Liveblogging how much every moment contains the universe

MLB: Houston Astros at Chicago White Sox
Dylan didn’t have his best, but the White Sox won.
Matt Marton-USA TODAY Sports

As I start this article, on Tuesday, shortly before the (presumed) pitching match of the year and the latest in the Most Important Game of the Year for the White Sox, my dog scrabbling at the floor, desperately trying to retrieve a ratty tennis ball that he rolled under the radiator. There’s something poignant in his lost hope at trying to pull it out — he never will, his paws are too big, his thumbs non-existent. He’s trying though, dammit. He has hope.

I get up and grab it for him, rewarded by a Caravaggio painting of wet, grateful eyes. It’s the last thing I’ll have any control over for the rest of the night.

A dog reaches under a radiator
It’s almost in our grasp!

When you read this, you’ll know if the Sox won this game or not, if Dylan Cease bolstered his Cy Young campaign and drew us within sniffing distance of the postseason, or if despair is setting over the land again.

Because that’s the thing with baseball. On Monday, we were all ready to consider the season once again lost heading in the eighth. Twitter cynics (or realists, or clout-chasers, or some combination of the above) were already bemoaning a poverty franchise.

Twenty minutes later? We’re World Serious.

That’s what hope can do. Even in the context of an endless season, of tens of thousands of at-bats, a few hits — a dribbler, a drive, a blast down the line, a shot up the middle — can turn despair into belief. It can change the perception of a season. For one night, at least.

Dylan is out of the first with three fly outs.

It’s rare, in baseball, to have a meaningful game combines with an exciting matchup to result in a memorable game. This is one of those rare times when the first two aspects align. This game probably doesn’t mean much to the AL-leading Astros, essentially nothing in terms of the standings, but they like to beat us, seeing us as irritating little gnats — and they are not incorrect to do so. So the historic aspect of the pitching matchup harmonizes with our palpable desperation and their aloof condescension.

Three and out for us, but three hard-hit balls. We’re gonna win. LFG.

A bowl of soup later, and we’re up 1-0. Dylan looks a little off — relative to his season — walking the leadoff hitter in the third. They’re talking about his age. There’s a nice clip from Dylan talking about looking up to Verlander when he was a kid. This makes me reflect on how old Verlander is, and how long I have watched him pitch, and how I am still nearly a half-decade older than him, and we’re moving on.

An ancient mariner
This is about how old I feel
Wikimedia Commons

As the first two Astro-men walk, the thought of the postseason starts to slip away, before a strikeout of Alvarez bring me back to October. God, baseball is the cruelest sport, as every single moment carries with it doom and glory. What was it Melville said? “I feel my topmost greatness lies in my topmost grief!” He was absolutely goddamn right.

A pickoff! A liner Vaughn absolutely should have caught if he grew up and trained as an outfielder his whole life or if we were an organization that had outfielders playing the outfield! My topmost grief.

And that’s possibly the first time that Dylan’s given up two earnies since Verlander was a rookie. Or something.

After a few desultory innings, we’re back in the top of the fifth. Altuve homers. I hate getting beat by Altuve. We’re watching the gif of him fouling it into his groin to bring balance to the universe. It isn’t working.

* * * * * * * * *

■ EXERCISE PROMPT ■
In the baseball liveblog, what was the dog trying to pull out from under the radiator? The records that come next are separate material, unrelated to the baseball liveblog.

■ MATERIAL ■
* * * * * * * * *

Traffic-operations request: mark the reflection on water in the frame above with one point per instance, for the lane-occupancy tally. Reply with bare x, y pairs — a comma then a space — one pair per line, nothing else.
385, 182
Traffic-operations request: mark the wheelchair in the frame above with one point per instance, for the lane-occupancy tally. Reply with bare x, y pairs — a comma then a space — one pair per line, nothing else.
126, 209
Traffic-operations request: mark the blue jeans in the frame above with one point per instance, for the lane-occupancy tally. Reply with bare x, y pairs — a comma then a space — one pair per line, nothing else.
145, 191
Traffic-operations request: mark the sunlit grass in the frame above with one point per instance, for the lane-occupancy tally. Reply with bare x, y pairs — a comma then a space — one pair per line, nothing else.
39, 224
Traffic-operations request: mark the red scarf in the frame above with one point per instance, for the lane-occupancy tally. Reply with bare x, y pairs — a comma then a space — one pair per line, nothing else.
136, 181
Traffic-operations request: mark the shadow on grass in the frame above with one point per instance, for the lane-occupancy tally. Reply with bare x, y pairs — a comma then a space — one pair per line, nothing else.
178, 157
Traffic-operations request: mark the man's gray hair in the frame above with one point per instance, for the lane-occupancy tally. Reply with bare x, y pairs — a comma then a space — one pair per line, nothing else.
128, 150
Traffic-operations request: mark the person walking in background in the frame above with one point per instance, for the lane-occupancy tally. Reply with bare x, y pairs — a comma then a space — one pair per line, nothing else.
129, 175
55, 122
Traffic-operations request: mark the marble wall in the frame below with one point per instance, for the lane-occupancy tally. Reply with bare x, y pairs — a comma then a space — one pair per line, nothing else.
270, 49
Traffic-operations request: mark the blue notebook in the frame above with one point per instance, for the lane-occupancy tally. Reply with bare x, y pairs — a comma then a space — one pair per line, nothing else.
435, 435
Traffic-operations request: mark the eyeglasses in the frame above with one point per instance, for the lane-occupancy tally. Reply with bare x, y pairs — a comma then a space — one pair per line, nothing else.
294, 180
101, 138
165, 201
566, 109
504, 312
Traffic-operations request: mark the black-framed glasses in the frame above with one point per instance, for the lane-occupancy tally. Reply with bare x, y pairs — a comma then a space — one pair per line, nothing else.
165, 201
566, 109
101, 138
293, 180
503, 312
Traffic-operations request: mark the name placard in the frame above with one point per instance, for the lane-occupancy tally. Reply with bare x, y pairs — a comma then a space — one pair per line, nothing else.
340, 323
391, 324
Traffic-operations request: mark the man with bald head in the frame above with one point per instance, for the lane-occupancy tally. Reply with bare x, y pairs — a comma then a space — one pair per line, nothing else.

* * * * * * * * *

■ ANSWER TO THE PROBLEM ■
A ratty tennis ball.